INFORMATION -
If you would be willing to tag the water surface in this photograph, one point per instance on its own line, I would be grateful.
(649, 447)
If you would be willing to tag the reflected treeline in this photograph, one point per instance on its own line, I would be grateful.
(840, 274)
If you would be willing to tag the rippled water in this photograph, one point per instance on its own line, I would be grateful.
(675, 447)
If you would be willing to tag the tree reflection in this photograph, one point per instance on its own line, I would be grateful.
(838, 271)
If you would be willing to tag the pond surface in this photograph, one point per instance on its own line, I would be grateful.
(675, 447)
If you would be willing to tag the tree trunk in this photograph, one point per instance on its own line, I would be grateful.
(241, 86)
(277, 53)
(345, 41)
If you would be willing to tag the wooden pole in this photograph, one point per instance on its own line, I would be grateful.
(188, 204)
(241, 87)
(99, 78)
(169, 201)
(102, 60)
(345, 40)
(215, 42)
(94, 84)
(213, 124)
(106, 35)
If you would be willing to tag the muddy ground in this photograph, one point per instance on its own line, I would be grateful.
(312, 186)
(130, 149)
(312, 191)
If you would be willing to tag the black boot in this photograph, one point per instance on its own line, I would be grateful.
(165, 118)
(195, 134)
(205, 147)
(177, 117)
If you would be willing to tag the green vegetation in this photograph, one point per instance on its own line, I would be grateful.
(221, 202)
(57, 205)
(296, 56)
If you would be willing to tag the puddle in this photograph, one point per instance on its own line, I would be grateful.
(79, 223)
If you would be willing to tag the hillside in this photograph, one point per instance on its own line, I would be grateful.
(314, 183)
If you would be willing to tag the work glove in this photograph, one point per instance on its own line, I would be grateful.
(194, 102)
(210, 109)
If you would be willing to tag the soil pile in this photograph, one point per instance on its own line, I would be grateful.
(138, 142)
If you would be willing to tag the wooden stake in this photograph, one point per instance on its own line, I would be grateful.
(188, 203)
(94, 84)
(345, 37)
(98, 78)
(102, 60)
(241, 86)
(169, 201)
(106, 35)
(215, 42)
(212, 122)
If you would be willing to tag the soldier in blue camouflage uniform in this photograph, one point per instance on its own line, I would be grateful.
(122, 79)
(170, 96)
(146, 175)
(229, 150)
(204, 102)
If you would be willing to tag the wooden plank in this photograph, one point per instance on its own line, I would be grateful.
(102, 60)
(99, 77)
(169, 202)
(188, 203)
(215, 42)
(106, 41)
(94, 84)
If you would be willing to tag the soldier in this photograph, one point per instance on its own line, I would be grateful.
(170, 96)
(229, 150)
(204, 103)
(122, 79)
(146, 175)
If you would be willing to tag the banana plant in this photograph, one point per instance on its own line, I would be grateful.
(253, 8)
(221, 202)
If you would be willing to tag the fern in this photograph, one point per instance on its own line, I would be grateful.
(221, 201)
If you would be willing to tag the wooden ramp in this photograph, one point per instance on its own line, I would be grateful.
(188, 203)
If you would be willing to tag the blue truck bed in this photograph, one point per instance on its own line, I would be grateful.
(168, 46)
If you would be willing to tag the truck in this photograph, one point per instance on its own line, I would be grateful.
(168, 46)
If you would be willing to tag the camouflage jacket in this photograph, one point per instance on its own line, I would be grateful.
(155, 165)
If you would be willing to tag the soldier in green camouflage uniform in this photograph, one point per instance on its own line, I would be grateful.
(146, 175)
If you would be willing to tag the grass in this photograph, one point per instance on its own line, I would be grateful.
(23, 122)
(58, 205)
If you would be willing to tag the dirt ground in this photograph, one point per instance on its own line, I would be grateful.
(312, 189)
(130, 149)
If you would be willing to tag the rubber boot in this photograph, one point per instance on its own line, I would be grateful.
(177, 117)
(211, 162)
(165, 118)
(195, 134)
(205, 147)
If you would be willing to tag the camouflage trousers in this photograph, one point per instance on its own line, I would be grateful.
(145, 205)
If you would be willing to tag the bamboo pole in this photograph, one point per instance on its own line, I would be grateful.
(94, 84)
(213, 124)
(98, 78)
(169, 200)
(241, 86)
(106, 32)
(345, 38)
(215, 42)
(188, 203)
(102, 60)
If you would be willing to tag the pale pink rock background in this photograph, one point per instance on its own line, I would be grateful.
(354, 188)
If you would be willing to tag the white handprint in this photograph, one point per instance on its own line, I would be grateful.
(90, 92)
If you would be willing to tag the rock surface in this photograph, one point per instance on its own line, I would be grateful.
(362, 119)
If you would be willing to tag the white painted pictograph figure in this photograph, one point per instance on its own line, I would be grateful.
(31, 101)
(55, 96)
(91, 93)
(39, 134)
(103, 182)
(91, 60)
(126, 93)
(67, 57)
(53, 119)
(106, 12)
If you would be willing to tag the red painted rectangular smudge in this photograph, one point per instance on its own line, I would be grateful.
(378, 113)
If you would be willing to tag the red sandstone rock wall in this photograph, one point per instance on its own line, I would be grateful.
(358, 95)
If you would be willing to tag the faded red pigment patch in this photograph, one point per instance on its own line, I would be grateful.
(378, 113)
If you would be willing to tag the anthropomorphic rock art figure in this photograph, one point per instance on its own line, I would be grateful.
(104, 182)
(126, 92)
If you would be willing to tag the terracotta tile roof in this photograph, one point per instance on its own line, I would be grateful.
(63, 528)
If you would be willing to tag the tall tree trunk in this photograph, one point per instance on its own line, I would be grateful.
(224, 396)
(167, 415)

TASK INSTRUCTIONS - Write each line above out exactly.

EXERCISE OUTPUT -
If you would be willing to tag the water surface in this photograph, one point per instance on its own line, I would be grateful.
(649, 447)
If you would be willing to tag the reflected treeline in this photograph, one point per instance on its own line, I would be grateful.
(840, 274)
If you would be willing to tag the rippled water in this photograph, one point per instance on its own line, I would be grateful.
(675, 447)
If you would be willing to tag the tree reflection in this photograph, one point per instance on its own line, I would be grateful.
(838, 271)
If you would be willing to tag the pond surface in this photograph, one point per instance on its own line, I would be grateful.
(675, 447)
If you would be willing to tag the tree trunk in this photograph, one point per instance on its own line, I would be grateful.
(241, 86)
(277, 53)
(345, 41)
If you would be willing to tag the wooden pole in this photograph, one point per instance on its own line, I would be grateful.
(188, 204)
(241, 87)
(99, 78)
(169, 201)
(102, 60)
(345, 40)
(215, 42)
(94, 84)
(213, 124)
(106, 35)
If you would be willing to tag the muddy ground in this photograph, one point per instance on its own line, I would be grateful.
(312, 186)
(130, 149)
(312, 191)
If you would be willing to tag the black boot in this photograph, one point per instance on its own line, I would be grateful.
(165, 118)
(195, 134)
(205, 147)
(177, 117)
If you would be willing to tag the green vegetation in this photograph, one point per instance on its own line, I would be grateful.
(221, 202)
(57, 205)
(296, 56)
If you would be willing to tag the puddle in this photograph, one point per instance on its own line, I would be grateful.
(79, 223)
If you would be willing to tag the hillside in this photograph, one point per instance on its own line, I would be grateful.
(314, 183)
If you would be willing to tag the work glove in this photograph, one point per instance on its own line, I would be grateful.
(194, 102)
(210, 109)
If you would be willing to tag the soil pile in this photograph, one point per instance on its own line, I would be grateful.
(138, 142)
If you would be willing to tag the wooden stake in this photograph, one point per instance on its own line, I would be grateful.
(188, 203)
(94, 84)
(345, 37)
(98, 78)
(102, 60)
(241, 86)
(169, 201)
(106, 35)
(215, 42)
(212, 122)
If you would be willing to tag the soldier in blue camouflage uniform in this photograph, one point per instance on its own line, I would be grateful.
(122, 79)
(170, 96)
(146, 175)
(229, 150)
(204, 102)
If you would be willing to tag the wooden plank in this photograph, one point per instance on its own line, I would be grateful.
(102, 60)
(99, 77)
(169, 202)
(188, 203)
(215, 42)
(106, 41)
(94, 84)
If you would be willing to tag the soldier in this photograph, one point per instance on its own line, I would be grateful.
(170, 96)
(229, 150)
(204, 103)
(122, 79)
(146, 175)
If you would be willing to tag the banana plant in this photograph, one point per instance on its own line, I would be grateful.
(253, 8)
(221, 202)
If you would be willing to tag the fern in this photograph, one point per instance on its own line, I would be grateful.
(221, 201)
If you would be willing to tag the wooden ramp in this photograph, one point per instance on its own line, I would be grateful.
(188, 203)
If you would be willing to tag the blue truck bed in this photograph, one point per instance on its own line, I would be grateful.
(168, 46)
If you would be willing to tag the truck in this photograph, one point per instance on its own line, I would be grateful.
(168, 46)
If you would be willing to tag the camouflage jacket in this photograph, one point per instance on its own line, I would be grateful.
(155, 165)
If you would be willing to tag the soldier in green camouflage uniform in this photograph, one point per instance on its own line, I would be grateful.
(146, 175)
If you would be willing to tag the grass in this photograph, one point per instance on its own line, I would be grateful.
(23, 122)
(58, 205)
If you would be willing to tag the dirt ground in this photograph, one point per instance on its own line, I would be grateful.
(312, 189)
(130, 149)
If you would be willing to tag the rubber boot in this photograph, one point per instance on its own line, I would be grateful.
(177, 117)
(211, 162)
(165, 118)
(195, 134)
(205, 147)
If you would be willing to tag the camouflage trousers in this photograph, one point per instance on its own line, I would be grateful.
(145, 205)
If you would be willing to tag the bamboo pole in this photograph, one point per instance on its own line, I would be grateful.
(94, 84)
(213, 124)
(98, 78)
(169, 200)
(241, 86)
(106, 32)
(345, 38)
(215, 42)
(188, 203)
(102, 60)
If you would be willing to tag the pale pink rock background in this photograph, one point per instance on its own line, I would be grateful.
(354, 188)
If you would be willing to tag the white handprint in this photograph, one point per instance on its own line, I would be grateful.
(90, 92)
If you would be willing to tag the rock surface in this photograph, one point per instance on its own line, I would be grateful.
(362, 119)
If you would be willing to tag the white painted pictograph figure in this photograph, one point per instance on its own line, I would be grateful.
(31, 101)
(55, 96)
(91, 93)
(39, 134)
(103, 182)
(91, 60)
(126, 93)
(67, 57)
(53, 119)
(106, 12)
If you would be willing to tag the red painted rectangular smudge in this photograph, one point per instance on its own line, I would be grateful.
(378, 113)
If you would be willing to tag the red sandstone rock wall in this photograph, one point per instance on its own line, I would be grateful.
(358, 95)
If you would be willing to tag the faded red pigment patch in this photograph, one point per instance on its own line, I would be grateful.
(378, 113)
If you would be willing to tag the anthropomorphic rock art figure in this photograph, one point per instance on its own line, I would be grateful.
(104, 182)
(126, 92)
If you would be willing to tag the terracotta tile roof in this photograph, one point per instance on its own line, I would be grateful.
(63, 528)
If you would be willing to tag the tall tree trunk in this photograph, one point per instance on its own line, I would be grateful.
(224, 396)
(167, 415)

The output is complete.